TASK INSTRUCTIONS ::
1. In the passage on HHC nursing training programs, how many low-income New Yorkers will the Nurse Career Ladder initiative fund with scholarships?
2. Rewrite the passage on HHC nursing training programs starting with "The HHC Nurse" and going on through "family of four.", substituting "grants" for "scholarships".
3. Pick up the passage on HHC nursing training programs after its final sentence and extend it.

======== EXCERPT PROVIDED ========

With the cooperation of partners in government and education, HHC is developing training programs that not only combat the looming nursing shortage, but also fight poverty among the working poor by preparing workers for well-paid career paths.
The HHC Nurse Career Ladder initiative, a collaboration with the NYC Center for Economic Opportunity, the NYC Office of Adult and Continuing Education and Long Island University School of Nursing, is a $10 million dollar program that will provide scholarships over four years for 400 low income New Yorkers to be trained as Licensed Practical Nurses (LPN) or Registered Nurses (RN). Graduates will be assured of good-paying jobs, since HHC will automatically hire anyone who successfully completes the program. One-third of the trainees will be HHC employees and the remaining two-thirds will be low-income wages earners who earn less the 130% of the federal poverty level - less the $27,000 for a family of four.
Another program announced in early October will utilize funding from the NYC Small Business Services agency, as part of a larger $4.2 million program to train workers for hard-to-fill jobs in a variety of businesses. HHC will receive $300,000 of these funds to train 30 employees for careers as LPNs. The program fills a great need, since employees could not forgo their salaries during the training period and will receive full pay while learning the new skill. Another $858,000 from the NYS Dept. of Health and the Dept. of Labor will pay the salaries of other employees hired to replace the trainees.

======== RECORD SET ========

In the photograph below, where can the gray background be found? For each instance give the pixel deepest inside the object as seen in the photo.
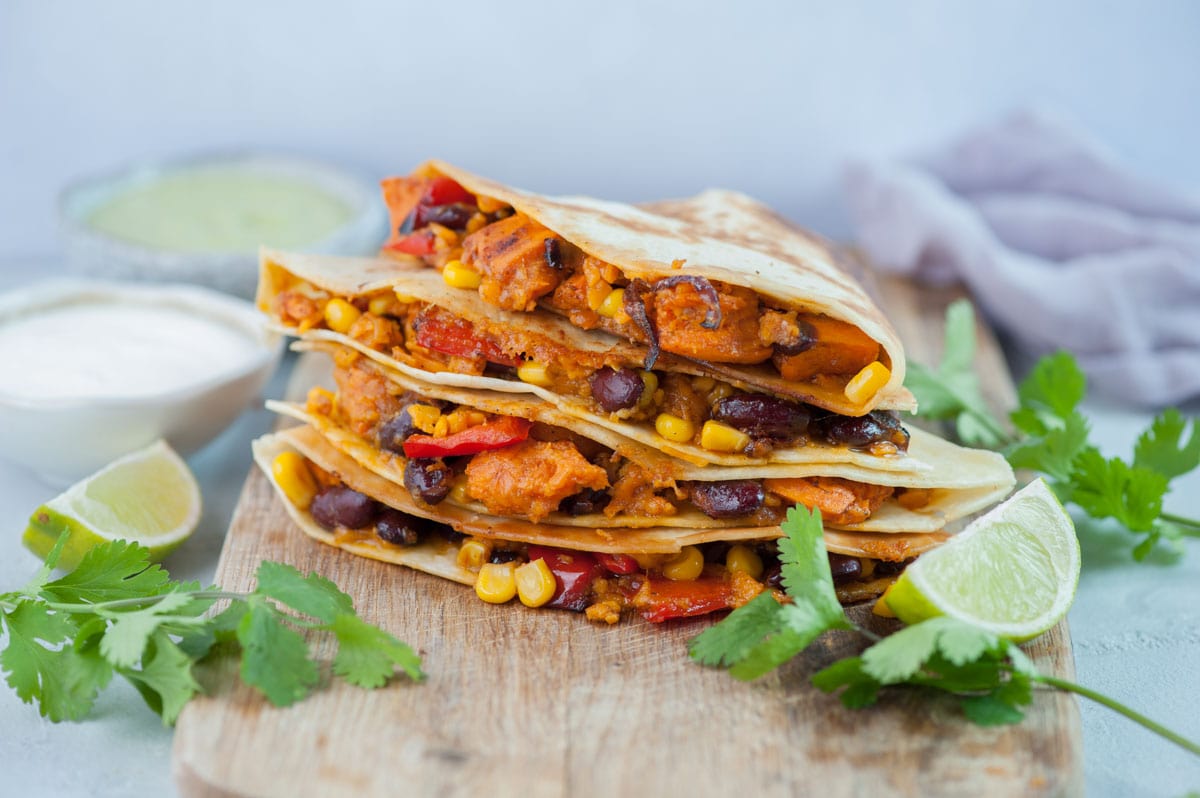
(619, 100)
(622, 100)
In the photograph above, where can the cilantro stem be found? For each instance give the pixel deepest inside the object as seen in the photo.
(1116, 706)
(1180, 520)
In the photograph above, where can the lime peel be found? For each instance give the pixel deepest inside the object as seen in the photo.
(148, 496)
(1013, 571)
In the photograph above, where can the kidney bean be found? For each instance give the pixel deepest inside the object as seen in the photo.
(394, 432)
(586, 502)
(727, 499)
(616, 389)
(427, 479)
(763, 417)
(342, 507)
(396, 527)
(861, 431)
(844, 568)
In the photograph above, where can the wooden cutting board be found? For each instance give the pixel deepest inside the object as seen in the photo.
(526, 702)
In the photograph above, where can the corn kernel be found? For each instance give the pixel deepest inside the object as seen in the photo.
(863, 385)
(381, 305)
(496, 582)
(745, 559)
(534, 373)
(474, 552)
(612, 304)
(715, 436)
(292, 474)
(425, 417)
(460, 275)
(535, 583)
(675, 429)
(341, 316)
(685, 565)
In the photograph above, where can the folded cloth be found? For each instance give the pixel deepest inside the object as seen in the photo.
(1060, 245)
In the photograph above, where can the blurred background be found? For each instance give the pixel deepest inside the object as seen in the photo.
(625, 100)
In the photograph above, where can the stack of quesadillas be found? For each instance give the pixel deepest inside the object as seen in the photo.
(600, 407)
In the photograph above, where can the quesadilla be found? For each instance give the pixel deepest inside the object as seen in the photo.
(409, 321)
(514, 455)
(658, 573)
(725, 283)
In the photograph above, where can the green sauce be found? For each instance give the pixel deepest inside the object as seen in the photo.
(221, 209)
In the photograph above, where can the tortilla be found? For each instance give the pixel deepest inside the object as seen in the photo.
(736, 243)
(430, 556)
(364, 276)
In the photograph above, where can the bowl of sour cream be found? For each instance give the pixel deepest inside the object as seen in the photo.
(202, 220)
(93, 370)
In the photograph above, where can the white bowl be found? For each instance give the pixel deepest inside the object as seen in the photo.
(67, 437)
(91, 252)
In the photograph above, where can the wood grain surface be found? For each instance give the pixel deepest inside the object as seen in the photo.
(534, 702)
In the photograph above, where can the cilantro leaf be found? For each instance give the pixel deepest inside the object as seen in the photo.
(165, 679)
(275, 657)
(952, 390)
(111, 571)
(311, 595)
(63, 681)
(1111, 489)
(369, 655)
(1162, 449)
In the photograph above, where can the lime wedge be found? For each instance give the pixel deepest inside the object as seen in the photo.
(1013, 571)
(149, 497)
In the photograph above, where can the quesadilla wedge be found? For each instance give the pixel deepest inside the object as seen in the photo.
(721, 282)
(409, 321)
(514, 455)
(657, 573)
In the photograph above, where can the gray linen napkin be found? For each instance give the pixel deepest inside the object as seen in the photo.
(1061, 246)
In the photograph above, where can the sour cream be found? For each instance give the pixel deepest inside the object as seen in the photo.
(108, 348)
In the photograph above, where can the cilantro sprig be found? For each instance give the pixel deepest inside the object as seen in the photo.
(1051, 437)
(117, 613)
(991, 678)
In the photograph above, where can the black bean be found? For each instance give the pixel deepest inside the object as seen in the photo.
(727, 499)
(454, 216)
(805, 336)
(427, 479)
(880, 426)
(342, 507)
(844, 568)
(616, 389)
(763, 417)
(586, 502)
(394, 432)
(400, 528)
(553, 253)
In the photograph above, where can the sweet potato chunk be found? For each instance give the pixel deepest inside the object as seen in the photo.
(840, 349)
(511, 256)
(532, 478)
(840, 501)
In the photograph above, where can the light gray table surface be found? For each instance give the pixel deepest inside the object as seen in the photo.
(1135, 630)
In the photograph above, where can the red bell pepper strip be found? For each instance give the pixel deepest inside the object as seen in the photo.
(448, 334)
(574, 571)
(661, 599)
(413, 244)
(504, 431)
(619, 564)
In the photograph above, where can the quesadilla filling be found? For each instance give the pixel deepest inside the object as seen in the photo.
(682, 408)
(696, 581)
(516, 467)
(519, 264)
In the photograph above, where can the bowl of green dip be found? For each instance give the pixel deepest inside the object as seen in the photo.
(203, 219)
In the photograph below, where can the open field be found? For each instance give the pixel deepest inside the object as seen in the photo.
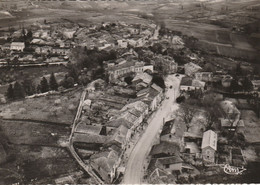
(36, 162)
(30, 133)
(44, 108)
(34, 73)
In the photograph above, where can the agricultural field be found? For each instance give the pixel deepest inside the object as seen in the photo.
(36, 164)
(34, 73)
(59, 108)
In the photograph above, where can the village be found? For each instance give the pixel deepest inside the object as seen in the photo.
(126, 74)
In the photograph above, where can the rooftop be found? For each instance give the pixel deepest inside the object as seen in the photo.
(187, 81)
(209, 139)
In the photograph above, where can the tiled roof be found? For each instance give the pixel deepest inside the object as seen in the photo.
(170, 160)
(120, 121)
(187, 81)
(209, 139)
(92, 129)
(89, 138)
(165, 147)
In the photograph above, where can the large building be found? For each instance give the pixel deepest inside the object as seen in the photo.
(209, 146)
(18, 46)
(191, 68)
(126, 67)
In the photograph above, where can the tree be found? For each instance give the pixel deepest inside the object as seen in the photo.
(53, 83)
(10, 92)
(44, 85)
(186, 113)
(18, 91)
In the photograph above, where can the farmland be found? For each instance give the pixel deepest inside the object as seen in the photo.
(44, 108)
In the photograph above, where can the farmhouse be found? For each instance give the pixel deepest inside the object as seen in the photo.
(17, 46)
(209, 146)
(191, 68)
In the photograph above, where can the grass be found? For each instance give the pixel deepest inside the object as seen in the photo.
(36, 162)
(44, 108)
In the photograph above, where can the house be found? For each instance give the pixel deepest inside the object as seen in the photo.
(105, 163)
(122, 43)
(170, 164)
(226, 81)
(191, 148)
(88, 129)
(165, 149)
(191, 68)
(120, 137)
(159, 176)
(142, 77)
(139, 105)
(115, 123)
(172, 132)
(204, 76)
(256, 84)
(43, 50)
(230, 124)
(197, 84)
(123, 68)
(186, 84)
(6, 46)
(17, 46)
(171, 66)
(209, 146)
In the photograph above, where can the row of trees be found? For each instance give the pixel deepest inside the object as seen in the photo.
(20, 90)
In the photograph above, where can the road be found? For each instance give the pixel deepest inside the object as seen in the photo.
(134, 170)
(86, 167)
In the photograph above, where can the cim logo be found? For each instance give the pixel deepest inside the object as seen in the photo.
(231, 170)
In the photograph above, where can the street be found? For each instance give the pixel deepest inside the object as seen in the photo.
(134, 170)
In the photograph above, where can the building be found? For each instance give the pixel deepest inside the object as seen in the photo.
(209, 146)
(122, 43)
(226, 81)
(170, 164)
(105, 163)
(204, 76)
(256, 85)
(123, 68)
(171, 66)
(191, 68)
(186, 84)
(17, 46)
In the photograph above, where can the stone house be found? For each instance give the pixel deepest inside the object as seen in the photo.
(209, 146)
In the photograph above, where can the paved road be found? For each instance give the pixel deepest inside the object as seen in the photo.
(86, 167)
(134, 171)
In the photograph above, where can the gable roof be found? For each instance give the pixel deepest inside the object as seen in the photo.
(170, 160)
(187, 81)
(167, 127)
(145, 77)
(157, 88)
(165, 148)
(209, 139)
(84, 128)
(89, 138)
(120, 121)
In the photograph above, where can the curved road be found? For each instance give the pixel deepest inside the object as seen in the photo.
(134, 170)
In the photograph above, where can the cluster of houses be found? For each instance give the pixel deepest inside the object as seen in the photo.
(178, 152)
(110, 119)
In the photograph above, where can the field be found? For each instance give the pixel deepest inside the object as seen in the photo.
(40, 164)
(34, 73)
(44, 108)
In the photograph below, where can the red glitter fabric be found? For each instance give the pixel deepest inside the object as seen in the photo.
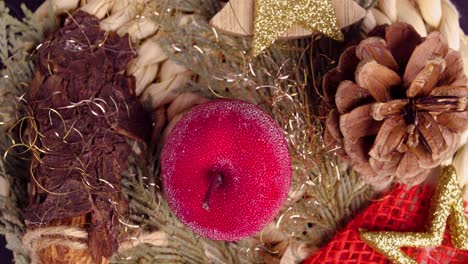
(402, 210)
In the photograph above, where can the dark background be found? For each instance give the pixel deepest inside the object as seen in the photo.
(5, 255)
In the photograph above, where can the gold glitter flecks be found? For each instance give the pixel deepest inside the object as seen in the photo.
(274, 17)
(446, 205)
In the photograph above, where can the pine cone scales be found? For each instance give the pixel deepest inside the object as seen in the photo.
(399, 104)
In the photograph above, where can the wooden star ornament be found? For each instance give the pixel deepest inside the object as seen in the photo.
(268, 20)
(447, 205)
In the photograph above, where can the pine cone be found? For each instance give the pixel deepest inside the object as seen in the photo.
(399, 104)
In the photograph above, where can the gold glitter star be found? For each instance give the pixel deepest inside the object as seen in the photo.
(274, 17)
(447, 205)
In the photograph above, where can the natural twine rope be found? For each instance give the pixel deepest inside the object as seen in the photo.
(36, 239)
(424, 15)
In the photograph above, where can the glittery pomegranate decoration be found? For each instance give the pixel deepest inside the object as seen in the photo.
(226, 170)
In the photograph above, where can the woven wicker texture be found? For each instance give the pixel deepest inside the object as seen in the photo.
(401, 210)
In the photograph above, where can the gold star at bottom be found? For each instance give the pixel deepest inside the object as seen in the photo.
(447, 205)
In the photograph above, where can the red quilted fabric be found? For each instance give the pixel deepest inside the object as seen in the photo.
(402, 210)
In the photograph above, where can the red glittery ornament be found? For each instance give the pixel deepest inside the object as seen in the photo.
(226, 169)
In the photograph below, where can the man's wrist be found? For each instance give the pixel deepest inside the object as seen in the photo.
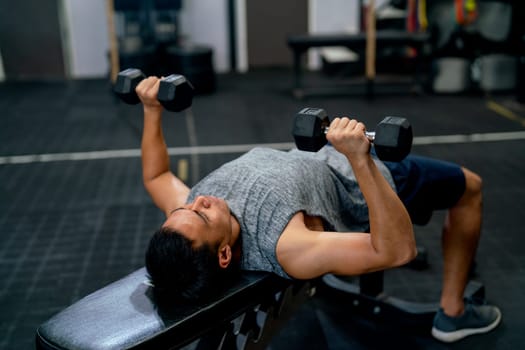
(360, 161)
(153, 111)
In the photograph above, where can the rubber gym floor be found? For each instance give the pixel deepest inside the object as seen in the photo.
(74, 215)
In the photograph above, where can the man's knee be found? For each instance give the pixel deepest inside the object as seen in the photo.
(473, 188)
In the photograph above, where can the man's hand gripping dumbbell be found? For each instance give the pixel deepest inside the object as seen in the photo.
(175, 91)
(392, 138)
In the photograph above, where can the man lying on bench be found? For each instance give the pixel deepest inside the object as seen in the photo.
(303, 215)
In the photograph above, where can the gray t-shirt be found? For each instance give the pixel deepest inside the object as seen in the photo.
(264, 188)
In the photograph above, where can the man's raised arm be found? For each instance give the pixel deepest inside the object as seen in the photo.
(166, 190)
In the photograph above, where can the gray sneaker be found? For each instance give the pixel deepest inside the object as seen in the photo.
(475, 320)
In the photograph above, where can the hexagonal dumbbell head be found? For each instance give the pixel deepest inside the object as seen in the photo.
(393, 139)
(127, 81)
(309, 129)
(175, 93)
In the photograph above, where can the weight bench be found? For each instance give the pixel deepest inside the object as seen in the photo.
(123, 315)
(299, 44)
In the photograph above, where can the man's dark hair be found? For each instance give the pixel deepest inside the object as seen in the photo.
(180, 271)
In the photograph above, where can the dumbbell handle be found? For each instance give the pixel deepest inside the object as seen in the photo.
(371, 135)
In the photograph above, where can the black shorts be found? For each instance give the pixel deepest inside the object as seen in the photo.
(426, 184)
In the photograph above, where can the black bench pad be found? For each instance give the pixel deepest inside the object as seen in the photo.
(123, 315)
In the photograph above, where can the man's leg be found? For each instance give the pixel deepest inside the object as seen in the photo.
(460, 240)
(461, 232)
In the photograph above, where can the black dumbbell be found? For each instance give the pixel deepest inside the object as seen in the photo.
(175, 91)
(392, 138)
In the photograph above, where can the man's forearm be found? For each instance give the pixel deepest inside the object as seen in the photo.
(155, 158)
(390, 226)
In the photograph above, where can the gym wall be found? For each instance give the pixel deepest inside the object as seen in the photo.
(69, 38)
(2, 74)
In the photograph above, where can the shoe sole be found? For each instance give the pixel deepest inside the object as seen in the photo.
(449, 337)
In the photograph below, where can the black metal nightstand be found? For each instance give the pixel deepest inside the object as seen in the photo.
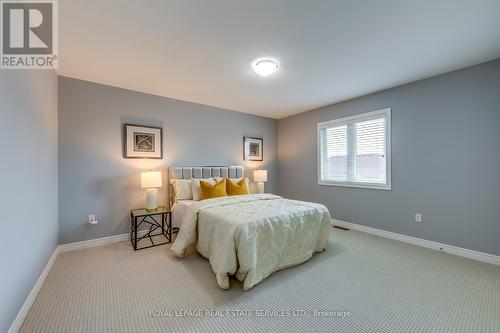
(163, 219)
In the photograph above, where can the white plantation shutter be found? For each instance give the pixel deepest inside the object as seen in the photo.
(355, 151)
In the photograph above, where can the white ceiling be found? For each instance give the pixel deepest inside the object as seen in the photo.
(200, 51)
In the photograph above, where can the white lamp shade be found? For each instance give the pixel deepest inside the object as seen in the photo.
(151, 179)
(260, 175)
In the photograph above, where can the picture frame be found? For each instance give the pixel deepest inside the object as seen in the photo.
(142, 141)
(253, 149)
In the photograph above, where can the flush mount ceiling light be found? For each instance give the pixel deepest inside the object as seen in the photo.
(265, 66)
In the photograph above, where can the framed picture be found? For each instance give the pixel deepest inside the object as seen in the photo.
(253, 149)
(143, 141)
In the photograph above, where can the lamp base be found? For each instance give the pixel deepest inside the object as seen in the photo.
(151, 198)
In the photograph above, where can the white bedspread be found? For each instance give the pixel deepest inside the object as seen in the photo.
(254, 235)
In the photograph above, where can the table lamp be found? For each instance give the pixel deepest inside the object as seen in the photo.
(151, 180)
(260, 176)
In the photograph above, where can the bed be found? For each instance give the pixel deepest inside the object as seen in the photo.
(247, 236)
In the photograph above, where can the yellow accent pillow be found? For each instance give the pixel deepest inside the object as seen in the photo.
(209, 191)
(239, 188)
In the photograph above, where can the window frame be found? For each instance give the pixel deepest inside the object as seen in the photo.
(358, 118)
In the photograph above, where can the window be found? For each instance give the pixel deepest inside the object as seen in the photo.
(356, 151)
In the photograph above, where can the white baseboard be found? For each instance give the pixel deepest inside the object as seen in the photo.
(471, 254)
(21, 315)
(97, 242)
(18, 321)
(93, 242)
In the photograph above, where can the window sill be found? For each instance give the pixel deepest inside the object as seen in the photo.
(372, 186)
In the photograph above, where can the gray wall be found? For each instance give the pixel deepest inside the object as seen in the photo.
(445, 160)
(28, 180)
(94, 178)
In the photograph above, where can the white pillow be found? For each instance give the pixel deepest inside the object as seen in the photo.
(195, 185)
(182, 188)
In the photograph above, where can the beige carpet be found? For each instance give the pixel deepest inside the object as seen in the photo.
(363, 283)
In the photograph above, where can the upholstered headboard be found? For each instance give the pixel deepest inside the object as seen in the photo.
(206, 172)
(234, 171)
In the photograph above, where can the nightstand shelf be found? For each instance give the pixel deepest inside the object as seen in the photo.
(159, 224)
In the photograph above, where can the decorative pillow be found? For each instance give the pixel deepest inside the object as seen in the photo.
(209, 191)
(183, 189)
(195, 186)
(236, 180)
(239, 188)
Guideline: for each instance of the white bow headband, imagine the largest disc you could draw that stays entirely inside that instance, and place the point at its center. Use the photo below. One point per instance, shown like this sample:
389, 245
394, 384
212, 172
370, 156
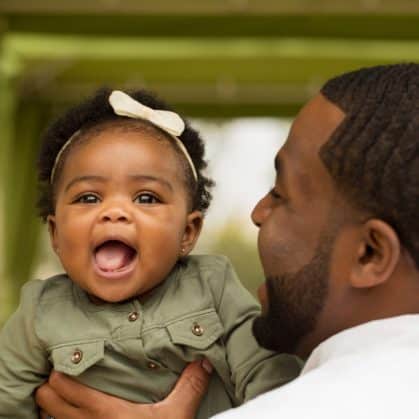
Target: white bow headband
124, 105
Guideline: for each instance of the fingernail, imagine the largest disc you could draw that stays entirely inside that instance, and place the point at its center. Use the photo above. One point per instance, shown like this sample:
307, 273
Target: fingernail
206, 365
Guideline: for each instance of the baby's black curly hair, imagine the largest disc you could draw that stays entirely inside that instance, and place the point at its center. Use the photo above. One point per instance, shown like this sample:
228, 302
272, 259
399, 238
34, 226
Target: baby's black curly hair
373, 156
95, 115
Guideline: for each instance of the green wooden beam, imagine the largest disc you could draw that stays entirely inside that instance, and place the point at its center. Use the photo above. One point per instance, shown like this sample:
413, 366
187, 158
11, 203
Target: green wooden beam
231, 74
9, 71
209, 6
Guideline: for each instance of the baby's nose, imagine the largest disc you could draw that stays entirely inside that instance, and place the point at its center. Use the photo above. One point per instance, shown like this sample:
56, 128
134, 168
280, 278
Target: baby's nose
115, 214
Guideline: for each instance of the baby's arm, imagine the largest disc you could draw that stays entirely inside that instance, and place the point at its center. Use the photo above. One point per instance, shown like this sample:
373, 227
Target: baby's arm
254, 370
23, 361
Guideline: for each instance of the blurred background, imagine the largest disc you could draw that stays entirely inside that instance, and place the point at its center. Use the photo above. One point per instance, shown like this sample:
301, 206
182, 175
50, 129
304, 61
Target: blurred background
239, 69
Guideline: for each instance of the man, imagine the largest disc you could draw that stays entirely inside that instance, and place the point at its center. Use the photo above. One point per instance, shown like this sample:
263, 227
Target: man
339, 244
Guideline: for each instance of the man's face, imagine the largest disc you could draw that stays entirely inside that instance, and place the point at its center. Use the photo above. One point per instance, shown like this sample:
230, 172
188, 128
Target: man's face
299, 225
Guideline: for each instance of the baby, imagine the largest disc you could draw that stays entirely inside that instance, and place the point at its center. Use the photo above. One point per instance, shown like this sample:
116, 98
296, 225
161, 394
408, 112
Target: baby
123, 193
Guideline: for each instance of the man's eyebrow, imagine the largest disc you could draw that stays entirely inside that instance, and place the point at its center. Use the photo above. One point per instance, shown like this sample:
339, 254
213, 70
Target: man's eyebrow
85, 178
150, 178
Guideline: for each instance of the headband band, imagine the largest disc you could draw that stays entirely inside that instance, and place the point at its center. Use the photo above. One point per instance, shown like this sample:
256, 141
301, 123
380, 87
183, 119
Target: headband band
124, 105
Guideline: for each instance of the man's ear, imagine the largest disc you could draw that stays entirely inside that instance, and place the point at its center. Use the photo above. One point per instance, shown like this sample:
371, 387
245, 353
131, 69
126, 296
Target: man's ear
378, 253
52, 230
192, 231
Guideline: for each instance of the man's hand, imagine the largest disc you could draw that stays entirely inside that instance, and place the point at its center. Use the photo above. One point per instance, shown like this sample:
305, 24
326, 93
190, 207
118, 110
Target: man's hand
64, 398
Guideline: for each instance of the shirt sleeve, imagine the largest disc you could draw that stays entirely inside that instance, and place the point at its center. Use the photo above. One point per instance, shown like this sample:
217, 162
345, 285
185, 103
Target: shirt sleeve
23, 360
254, 370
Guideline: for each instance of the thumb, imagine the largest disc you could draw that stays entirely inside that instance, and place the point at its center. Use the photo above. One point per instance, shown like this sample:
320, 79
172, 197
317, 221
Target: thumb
190, 389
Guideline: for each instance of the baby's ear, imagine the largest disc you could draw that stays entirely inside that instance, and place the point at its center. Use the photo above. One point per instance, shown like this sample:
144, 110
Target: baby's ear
192, 231
52, 230
377, 255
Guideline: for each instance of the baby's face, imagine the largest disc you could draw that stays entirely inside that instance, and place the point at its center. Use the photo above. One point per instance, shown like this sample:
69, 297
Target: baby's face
121, 217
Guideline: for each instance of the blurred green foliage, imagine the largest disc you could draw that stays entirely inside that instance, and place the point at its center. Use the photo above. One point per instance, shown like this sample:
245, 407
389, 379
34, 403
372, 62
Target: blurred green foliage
234, 242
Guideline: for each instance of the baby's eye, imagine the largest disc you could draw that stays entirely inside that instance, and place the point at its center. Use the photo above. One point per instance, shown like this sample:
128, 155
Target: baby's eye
274, 194
146, 198
87, 199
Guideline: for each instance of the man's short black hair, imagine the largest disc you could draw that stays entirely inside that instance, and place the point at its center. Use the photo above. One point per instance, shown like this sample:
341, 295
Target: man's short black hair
373, 156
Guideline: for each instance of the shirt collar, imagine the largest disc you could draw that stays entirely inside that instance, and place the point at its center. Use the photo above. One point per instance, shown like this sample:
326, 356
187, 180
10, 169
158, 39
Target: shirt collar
378, 333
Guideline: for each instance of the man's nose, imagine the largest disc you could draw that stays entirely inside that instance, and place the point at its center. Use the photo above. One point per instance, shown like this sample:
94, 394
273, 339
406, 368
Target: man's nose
116, 213
260, 212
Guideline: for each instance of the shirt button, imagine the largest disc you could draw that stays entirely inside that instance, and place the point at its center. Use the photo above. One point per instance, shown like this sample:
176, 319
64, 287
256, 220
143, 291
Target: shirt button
77, 356
152, 366
132, 317
197, 329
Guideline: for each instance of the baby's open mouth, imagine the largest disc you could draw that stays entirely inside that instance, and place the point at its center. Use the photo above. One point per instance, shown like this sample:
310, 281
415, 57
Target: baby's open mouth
114, 256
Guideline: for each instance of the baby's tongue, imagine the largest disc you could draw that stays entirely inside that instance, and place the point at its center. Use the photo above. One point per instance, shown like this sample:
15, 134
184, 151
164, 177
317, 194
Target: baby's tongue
113, 255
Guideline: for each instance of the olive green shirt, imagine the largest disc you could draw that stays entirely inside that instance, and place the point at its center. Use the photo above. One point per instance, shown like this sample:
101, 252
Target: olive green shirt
136, 350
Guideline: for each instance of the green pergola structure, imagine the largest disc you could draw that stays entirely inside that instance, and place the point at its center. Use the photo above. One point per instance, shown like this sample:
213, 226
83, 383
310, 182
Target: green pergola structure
214, 58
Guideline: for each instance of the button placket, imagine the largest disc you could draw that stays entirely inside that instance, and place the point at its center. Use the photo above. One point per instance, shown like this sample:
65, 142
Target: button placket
197, 329
133, 316
77, 356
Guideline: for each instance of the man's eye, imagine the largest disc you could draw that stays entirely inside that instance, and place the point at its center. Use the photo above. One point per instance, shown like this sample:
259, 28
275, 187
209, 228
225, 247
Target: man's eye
146, 198
87, 199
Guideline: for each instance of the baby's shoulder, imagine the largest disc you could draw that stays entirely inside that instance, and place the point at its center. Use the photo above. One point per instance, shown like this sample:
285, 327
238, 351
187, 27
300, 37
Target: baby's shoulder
50, 289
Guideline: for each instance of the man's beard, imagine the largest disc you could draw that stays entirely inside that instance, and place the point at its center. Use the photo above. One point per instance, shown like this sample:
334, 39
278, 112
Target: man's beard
294, 302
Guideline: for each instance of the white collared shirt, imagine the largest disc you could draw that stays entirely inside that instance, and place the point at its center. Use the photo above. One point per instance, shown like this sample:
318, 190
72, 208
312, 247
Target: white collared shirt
369, 371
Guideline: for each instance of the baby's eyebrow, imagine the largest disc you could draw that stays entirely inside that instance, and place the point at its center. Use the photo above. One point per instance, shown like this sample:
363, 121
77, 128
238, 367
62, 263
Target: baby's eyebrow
150, 178
85, 178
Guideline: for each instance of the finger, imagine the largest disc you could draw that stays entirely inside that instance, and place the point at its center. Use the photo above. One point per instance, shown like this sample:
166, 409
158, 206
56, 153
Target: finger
73, 392
190, 388
49, 401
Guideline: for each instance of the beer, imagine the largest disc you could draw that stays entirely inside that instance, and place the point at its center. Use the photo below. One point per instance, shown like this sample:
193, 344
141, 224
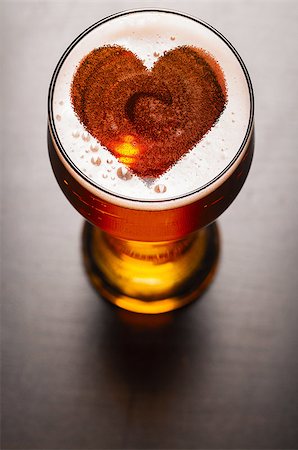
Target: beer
137, 150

========

ANSWERS TO THE TASKS ::
1. 400 low-income New Yorkers, over four years.

2.
The HHC Nurse Career Ladder initiative, a collaboration with the NYC Center for Economic Opportunity, the NYC Office of Adult and Continuing Education and Long Island University School of Nursing, is a $10 million dollar program that will provide grants over four years for 400 low income New Yorkers to be trained as Licensed Practical Nurses (LPN) or Registered Nurses (RN). Graduates will be assured of good-paying jobs, since HHC will automatically hire anyone who successfully completes the program. One-third of the trainees will be HHC employees and the remaining two-thirds will be low-income wages earners who earn less the 130% of the federal poverty level - less the $27,000 for a family of four.

3.
HHC employees are ideal candidates for these training opportunities.
"This is a unique opportunity for someone like me," says Damien Achong, a Clerical Associate in the Payroll Department at Kings County Hospital, who is being trained to become an LPN. "I want to help people and I want to move up and this is certainly the right opportunity to do both. In nursing I will deal with many different situations that will help me increase my skills and give me experience with people."
As an additional community benefit, over $7 million will be spent to build a new nursing school at Kings County Hospital for the RN training program. Facilities for the LPN program at Coler-Goldwater have already been renovated.